* begin Dataset content *

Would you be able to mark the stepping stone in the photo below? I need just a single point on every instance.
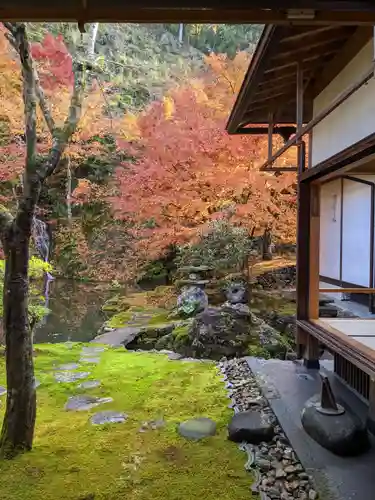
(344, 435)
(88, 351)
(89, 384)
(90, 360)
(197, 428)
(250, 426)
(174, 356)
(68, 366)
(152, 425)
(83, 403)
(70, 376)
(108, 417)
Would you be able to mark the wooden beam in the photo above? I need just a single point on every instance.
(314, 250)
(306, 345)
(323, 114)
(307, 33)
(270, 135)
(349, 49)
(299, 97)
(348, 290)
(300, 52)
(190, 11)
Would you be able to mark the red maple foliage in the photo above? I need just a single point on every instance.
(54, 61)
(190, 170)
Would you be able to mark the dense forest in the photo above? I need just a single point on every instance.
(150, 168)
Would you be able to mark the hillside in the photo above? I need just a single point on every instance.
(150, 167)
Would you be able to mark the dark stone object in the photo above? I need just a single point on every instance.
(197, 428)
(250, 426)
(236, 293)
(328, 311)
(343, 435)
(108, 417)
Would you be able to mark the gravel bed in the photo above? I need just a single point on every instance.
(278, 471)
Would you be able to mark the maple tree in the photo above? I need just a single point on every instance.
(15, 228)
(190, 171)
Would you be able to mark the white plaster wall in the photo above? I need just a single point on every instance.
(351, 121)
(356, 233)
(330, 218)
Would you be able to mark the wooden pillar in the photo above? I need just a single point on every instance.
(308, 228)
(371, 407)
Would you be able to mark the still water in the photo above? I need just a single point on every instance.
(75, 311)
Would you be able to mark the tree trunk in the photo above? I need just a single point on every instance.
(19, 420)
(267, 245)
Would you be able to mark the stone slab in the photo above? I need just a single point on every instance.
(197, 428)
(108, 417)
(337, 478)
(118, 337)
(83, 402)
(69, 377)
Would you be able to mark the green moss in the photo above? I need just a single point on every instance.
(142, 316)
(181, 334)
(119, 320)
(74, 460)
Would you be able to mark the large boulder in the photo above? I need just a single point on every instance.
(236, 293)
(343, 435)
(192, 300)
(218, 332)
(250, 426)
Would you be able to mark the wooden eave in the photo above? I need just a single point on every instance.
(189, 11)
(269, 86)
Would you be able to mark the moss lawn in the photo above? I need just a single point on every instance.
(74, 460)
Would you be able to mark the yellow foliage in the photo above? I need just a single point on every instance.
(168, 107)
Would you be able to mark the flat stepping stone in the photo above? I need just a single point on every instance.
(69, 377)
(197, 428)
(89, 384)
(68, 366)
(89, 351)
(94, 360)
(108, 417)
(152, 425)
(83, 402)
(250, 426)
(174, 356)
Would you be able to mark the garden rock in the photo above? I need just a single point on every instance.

* end Dataset content *
* begin Dataset content *

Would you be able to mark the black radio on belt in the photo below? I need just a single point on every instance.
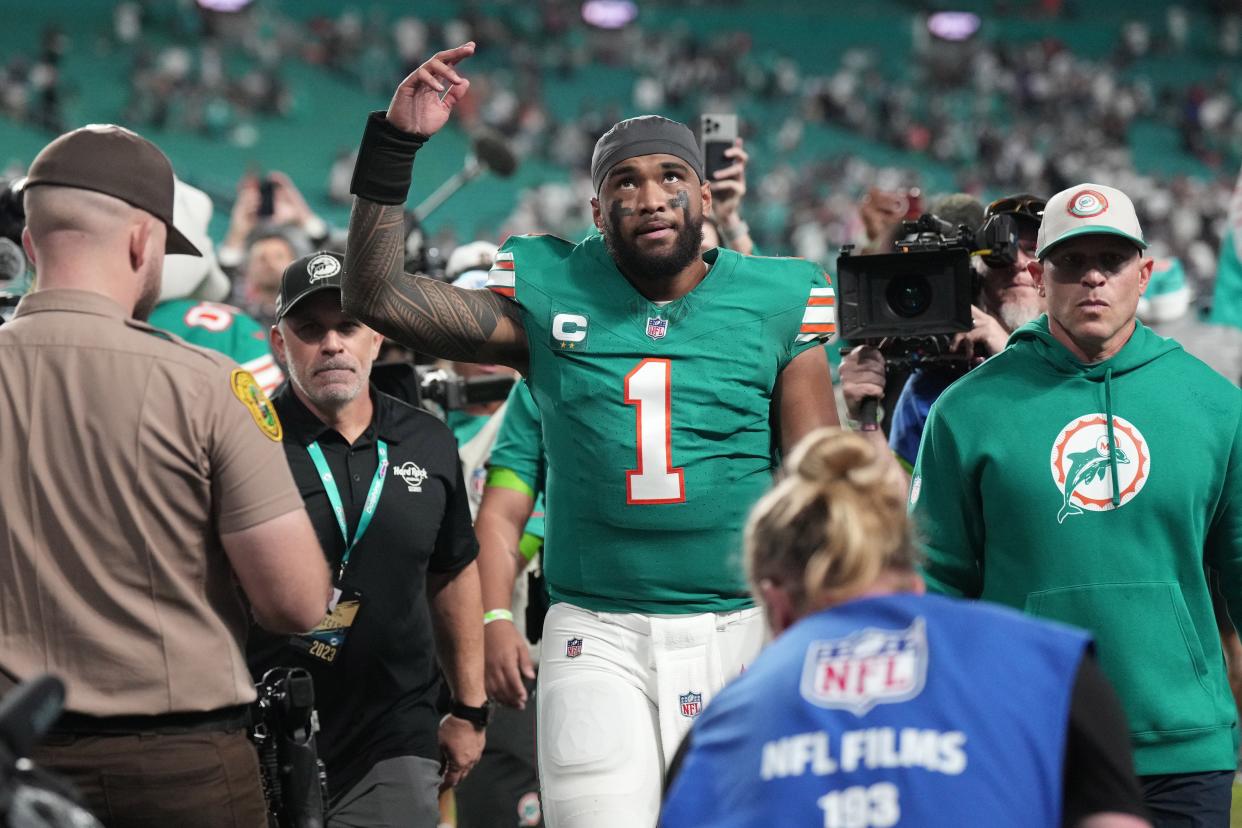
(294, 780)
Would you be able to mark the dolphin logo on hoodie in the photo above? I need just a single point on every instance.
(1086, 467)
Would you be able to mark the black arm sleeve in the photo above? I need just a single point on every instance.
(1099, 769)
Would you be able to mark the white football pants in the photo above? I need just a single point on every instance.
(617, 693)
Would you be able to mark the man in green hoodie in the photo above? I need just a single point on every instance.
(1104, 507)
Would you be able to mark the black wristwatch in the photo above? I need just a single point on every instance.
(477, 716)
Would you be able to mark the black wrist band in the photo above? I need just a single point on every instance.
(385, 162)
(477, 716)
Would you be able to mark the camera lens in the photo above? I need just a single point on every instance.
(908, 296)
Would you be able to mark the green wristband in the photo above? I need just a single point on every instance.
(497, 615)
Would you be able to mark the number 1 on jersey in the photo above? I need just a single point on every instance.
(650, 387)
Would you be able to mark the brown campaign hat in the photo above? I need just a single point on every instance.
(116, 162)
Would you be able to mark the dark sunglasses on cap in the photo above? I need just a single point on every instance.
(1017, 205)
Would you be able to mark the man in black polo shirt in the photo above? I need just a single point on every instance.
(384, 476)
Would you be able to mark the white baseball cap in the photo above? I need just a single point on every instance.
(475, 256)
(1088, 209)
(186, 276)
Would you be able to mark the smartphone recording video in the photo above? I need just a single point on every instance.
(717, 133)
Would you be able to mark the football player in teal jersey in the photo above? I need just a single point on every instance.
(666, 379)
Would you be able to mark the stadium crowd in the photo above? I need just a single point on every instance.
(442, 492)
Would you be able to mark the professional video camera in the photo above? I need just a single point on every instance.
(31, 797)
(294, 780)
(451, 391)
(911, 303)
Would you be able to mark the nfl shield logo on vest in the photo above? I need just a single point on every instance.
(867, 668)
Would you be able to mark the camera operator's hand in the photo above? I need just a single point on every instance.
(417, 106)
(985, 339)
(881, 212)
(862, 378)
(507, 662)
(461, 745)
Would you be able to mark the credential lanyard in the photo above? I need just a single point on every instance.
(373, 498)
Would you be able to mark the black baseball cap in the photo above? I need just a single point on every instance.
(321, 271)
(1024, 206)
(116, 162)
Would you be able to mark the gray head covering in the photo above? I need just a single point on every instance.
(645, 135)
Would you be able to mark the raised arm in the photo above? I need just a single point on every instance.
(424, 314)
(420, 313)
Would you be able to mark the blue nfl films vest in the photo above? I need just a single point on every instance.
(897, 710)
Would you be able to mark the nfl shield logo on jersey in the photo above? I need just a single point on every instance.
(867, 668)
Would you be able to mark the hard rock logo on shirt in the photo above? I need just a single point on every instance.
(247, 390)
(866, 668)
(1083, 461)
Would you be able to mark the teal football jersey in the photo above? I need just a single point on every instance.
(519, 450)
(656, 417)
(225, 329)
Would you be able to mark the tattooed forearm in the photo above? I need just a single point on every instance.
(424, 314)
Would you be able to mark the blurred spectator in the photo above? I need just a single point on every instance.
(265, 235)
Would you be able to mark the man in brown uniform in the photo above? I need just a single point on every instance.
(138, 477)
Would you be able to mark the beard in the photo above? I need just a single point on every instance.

* end Dataset content *

Your objective: Reproduce the material word for word, beginning at the line that contains "Would you be able to mark the wooden pillar" and stopping after the line that contains "Would you be able to mark the garden". Include both of those lines.

Written solution:
Would you be able to mark the wooden pillar in the photo above? I need just a single point on every instance.
(308, 228)
(371, 407)
Would you be able to mark the still water in the photo above? I need just a single point on every instance.
(75, 311)
Would you be able to mark the tree trunk in the photo above? I need just a single point on every instance.
(19, 420)
(267, 245)
Would you be able to mark the stone slab in the photo above? I need just a single point on every instance.
(197, 428)
(108, 417)
(337, 478)
(118, 337)
(83, 402)
(69, 377)
Would you be able to mark the green moss in the photo above? I need just a single point on every instance.
(142, 316)
(181, 334)
(119, 320)
(74, 460)
Would you be able to mark the large boulder in the photo above? I need just a single point on every instance.
(236, 293)
(343, 435)
(192, 300)
(218, 332)
(250, 426)
Would you be able to mark the wooden eave in the photo above? I need just a single point on every instance.
(189, 11)
(269, 86)
Would you be able to mark the moss lawn in the photo above? I need just a single point on every instance.
(74, 460)
Would you be able to mark the yellow foliage in the photo above? I need just a single point on every instance.
(168, 107)
Would you be able to mark the flat stepping stone in the photo above? I need just a single point on every instance.
(69, 377)
(197, 428)
(89, 384)
(68, 366)
(89, 351)
(94, 360)
(108, 417)
(152, 425)
(83, 402)
(250, 426)
(174, 356)
Would you be able to mark the garden rock in the photo above? I need just a single point on every instance.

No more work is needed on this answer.